## Source extract:
TV program on 'National Treasure' of cultural relics turns into huge hit

A TV program showcasing the history of many of China's cultural relics has become a huge hit.

A TV program showcasing the history of many of China’s cultural relics has become a huge hit.

The weekly program, “National Treasure” was first aired by China Central Television on December 3, with the opening episode showing three of China’s finest cultural treasures: the painting “A Panorama of Rivers and Mountains,” the Large Vase with Variegated Glazes and a stone drum.

Famed actors Li Chen, Wang Kai and Tony Leung played the “national treasure guardians” of each item, reenacting the history of each artifact through historical drama.

Wang played Emperor Qianlong of the Qing Dynasty (1644-1911). During the emperor’s reign, China’s porcelain techniques were the finest in the world, with the era producing the Large Vase with Variegated Glazes.

One scene showed Emperor Qianlong explaining the history of the vase, and the unfathomable difficulties of its production, to a series of historical figures.

The vase has 17 kinds of glaze and 12 paintings, and had to be re-fired several times due to the many different glazes used in its production. 

Success in such a complicated process would be no more than 0.23 percent, making the vase a truly remarkable and rare object, according to Zhang Shen, a guide at the Palace Museum, during the show.

The show quickly went viral, scoring 9.3 out of 10 points on Douban, a popular movie rating platform in China, making it one of the most popular programs of its genre in the country.

The show also made a splash on social media and online platforms. On, one of China’s most popular video-sharing platforms, the first three episodes were viewed over 5 million times in total.

Museums are a key way for Chinese to learn about the country’s cultural relics.

China had nearly 5,000 registered museums nationwide as of the end of last year, receiving about 900 million visitors annually.

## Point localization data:
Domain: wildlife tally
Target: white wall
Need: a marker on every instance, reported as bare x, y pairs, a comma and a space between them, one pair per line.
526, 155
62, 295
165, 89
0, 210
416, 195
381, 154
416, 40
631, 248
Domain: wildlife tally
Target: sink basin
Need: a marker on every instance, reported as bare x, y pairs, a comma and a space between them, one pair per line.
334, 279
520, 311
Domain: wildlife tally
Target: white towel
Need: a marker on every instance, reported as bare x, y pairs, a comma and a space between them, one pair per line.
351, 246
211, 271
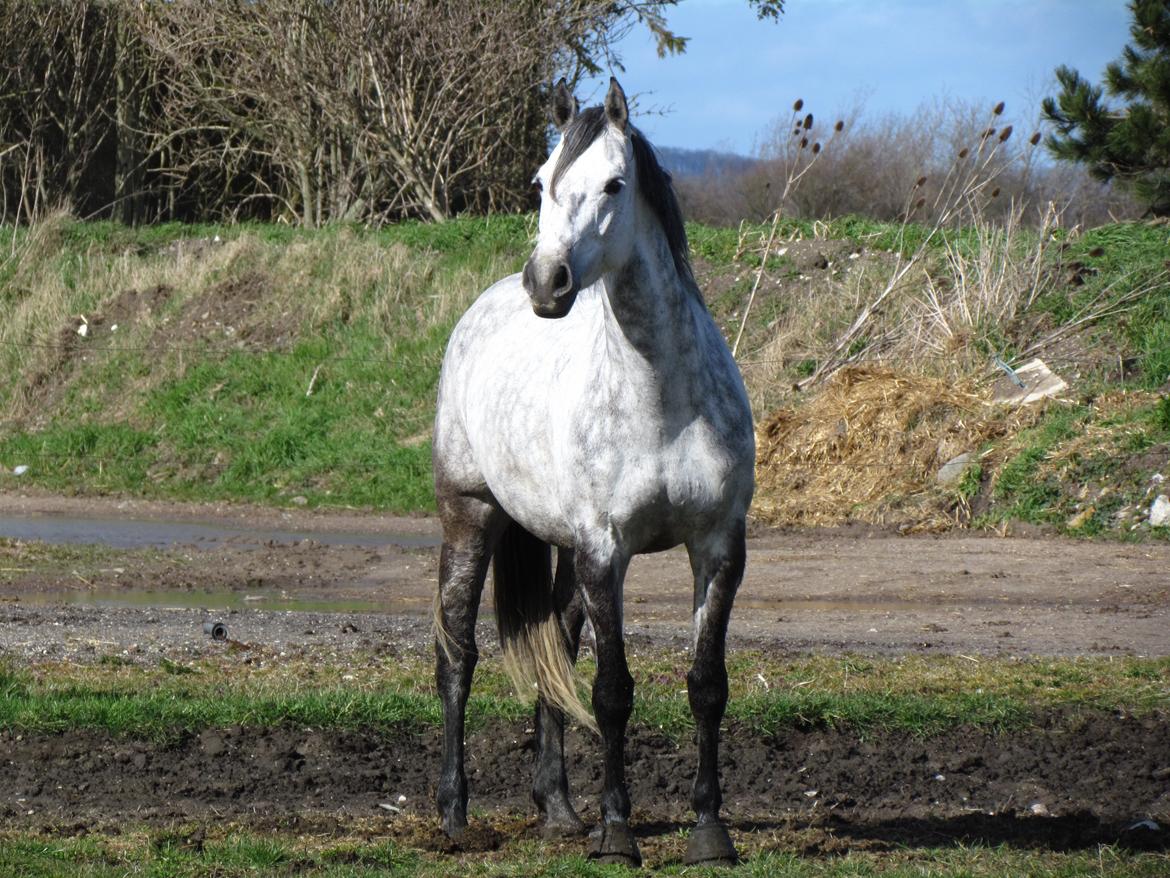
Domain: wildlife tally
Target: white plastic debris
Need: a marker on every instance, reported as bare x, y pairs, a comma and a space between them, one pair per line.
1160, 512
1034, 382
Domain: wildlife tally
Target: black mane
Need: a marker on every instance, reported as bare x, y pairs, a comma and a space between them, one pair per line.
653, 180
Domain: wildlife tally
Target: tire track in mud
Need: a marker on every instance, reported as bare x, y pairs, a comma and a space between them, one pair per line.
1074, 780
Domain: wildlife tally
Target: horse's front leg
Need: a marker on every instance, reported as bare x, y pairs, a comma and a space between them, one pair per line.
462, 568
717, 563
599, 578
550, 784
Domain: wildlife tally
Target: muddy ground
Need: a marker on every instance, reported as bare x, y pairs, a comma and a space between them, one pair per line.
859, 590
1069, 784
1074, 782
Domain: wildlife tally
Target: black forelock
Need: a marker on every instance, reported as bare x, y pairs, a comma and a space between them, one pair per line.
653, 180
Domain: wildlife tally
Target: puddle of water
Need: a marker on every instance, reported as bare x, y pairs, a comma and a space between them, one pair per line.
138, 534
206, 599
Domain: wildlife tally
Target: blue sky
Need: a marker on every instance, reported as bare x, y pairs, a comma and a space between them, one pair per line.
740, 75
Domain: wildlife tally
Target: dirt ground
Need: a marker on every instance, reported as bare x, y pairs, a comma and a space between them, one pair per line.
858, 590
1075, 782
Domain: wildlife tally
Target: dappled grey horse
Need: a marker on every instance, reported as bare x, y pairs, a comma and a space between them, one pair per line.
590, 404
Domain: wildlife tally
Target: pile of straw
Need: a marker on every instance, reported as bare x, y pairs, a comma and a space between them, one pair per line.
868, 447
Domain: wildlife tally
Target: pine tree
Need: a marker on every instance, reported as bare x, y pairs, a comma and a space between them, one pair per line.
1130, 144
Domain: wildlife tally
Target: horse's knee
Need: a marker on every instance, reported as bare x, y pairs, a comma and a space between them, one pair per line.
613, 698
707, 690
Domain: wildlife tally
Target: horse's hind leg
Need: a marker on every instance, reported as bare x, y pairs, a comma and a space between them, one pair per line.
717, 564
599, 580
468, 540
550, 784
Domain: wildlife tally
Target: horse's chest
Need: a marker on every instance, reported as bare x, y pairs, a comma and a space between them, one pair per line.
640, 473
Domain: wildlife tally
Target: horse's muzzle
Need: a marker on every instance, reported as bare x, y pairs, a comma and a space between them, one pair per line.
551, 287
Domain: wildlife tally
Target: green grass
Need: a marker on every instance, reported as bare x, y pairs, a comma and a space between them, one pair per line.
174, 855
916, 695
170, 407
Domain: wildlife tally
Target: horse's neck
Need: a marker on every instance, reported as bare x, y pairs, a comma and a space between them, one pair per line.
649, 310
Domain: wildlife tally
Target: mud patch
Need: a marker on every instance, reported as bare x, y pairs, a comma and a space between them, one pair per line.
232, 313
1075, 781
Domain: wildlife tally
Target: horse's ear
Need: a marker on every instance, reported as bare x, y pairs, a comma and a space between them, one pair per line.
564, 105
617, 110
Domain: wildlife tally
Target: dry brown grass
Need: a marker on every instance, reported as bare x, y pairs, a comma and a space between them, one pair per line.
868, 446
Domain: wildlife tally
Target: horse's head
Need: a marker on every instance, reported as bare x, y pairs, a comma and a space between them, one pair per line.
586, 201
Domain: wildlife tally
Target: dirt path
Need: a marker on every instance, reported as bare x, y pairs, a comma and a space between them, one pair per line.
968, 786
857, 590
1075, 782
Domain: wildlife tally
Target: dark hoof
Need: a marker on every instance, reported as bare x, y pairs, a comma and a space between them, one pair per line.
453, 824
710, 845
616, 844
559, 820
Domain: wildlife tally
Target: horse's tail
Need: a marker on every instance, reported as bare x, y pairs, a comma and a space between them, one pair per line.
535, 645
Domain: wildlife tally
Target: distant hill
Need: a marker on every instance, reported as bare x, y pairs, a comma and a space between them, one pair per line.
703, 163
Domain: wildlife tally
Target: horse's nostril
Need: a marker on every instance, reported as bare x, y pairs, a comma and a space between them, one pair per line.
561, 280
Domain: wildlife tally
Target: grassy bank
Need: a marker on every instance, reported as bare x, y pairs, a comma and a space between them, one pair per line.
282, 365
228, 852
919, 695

## Prompt 1:
Answer these from the article about the "National Treasure" TV program:
(a) Which actor played Emperor Qianlong?
(b) How many kinds of glaze does the Large Vase with Variegated Glazes have?
(c) What score did the show receive on Douban?
## Prompt 2:
Go on with the article about the "National Treasure" TV program, starting after its final sentence.

## Task result 1:
(a) Wang Kai
(b) 17
(c) 9.3 out of 10

## Task result 2:
“China’s museums have entered a golden period of development and the numbers of collections and visitors keep growing,” said Shan Jixiang, curator of the Palace Museum, at the inauguration of the program. “But that is not enough. We need to bring the relics in our museums to life and display their unique beauty in more forms.”

The program production team spent two years researching and preparing for the show to ensure it gave a full picture of the relics involved.

“We want our audience to feel that the cultural relics are like people who weathered vicissitudes, and that they have their own personalities and lives,” said Yu Lei, producer and chief director of the program.

The 10 episodes will present 27 masterpieces from nine major Chinese museums.

A total of 27 celebrities and another 27 regular people in the program tell the history of the relics and their own stories about them. Curators from the nine museums also offer their expertise throughout the program.

“It takes cultural relics as a carrier to represent history,” said Yin Hong, a communications professor at Tsinghua University. “In doing so, the abstract conception of traditional culture was transformed into figurative expressions.”

“National Treasure” is not the first cultural TV program that has had significant success in China.

In 2013, the “Chinese Character Dictation Competition,” a Chinese literacy contest, was so popular it was extended for three seasons until 2015.